> _ASSIGNED TASK_
Below is a set of entries. Reproduce exactly the lines from the one containing "Please examine the photo and determine if any red" through the end, both included.

==== DATASET

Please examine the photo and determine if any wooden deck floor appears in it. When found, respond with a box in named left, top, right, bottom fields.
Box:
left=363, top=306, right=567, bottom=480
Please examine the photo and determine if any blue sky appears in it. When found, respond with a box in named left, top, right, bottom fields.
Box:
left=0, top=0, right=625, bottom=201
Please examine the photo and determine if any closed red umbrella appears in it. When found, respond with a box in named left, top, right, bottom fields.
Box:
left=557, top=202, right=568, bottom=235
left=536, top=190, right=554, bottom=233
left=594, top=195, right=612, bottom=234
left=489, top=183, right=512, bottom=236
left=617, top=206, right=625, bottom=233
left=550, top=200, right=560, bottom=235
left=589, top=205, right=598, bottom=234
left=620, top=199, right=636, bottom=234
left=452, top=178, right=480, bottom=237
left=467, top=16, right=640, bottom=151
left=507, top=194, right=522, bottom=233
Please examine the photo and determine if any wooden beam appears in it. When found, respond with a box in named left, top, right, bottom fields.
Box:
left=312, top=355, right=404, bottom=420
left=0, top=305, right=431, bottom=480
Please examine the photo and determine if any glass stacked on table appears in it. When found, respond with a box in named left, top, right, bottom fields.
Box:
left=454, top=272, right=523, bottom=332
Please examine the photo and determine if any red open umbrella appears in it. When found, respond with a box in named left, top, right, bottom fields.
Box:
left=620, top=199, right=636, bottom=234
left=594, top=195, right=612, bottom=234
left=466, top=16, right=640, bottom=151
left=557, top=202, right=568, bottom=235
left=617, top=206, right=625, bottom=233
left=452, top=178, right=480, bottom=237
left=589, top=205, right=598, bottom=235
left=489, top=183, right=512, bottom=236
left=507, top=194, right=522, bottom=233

========

> _RESULT_
Please examine the photo and determine if any red open umbrella appears in it. When found, respond with a box in named left, top, right, bottom fields.
Box:
left=620, top=199, right=636, bottom=234
left=594, top=195, right=612, bottom=234
left=466, top=16, right=640, bottom=151
left=557, top=202, right=568, bottom=235
left=617, top=206, right=625, bottom=233
left=452, top=178, right=480, bottom=237
left=589, top=205, right=598, bottom=235
left=489, top=183, right=512, bottom=236
left=507, top=194, right=522, bottom=233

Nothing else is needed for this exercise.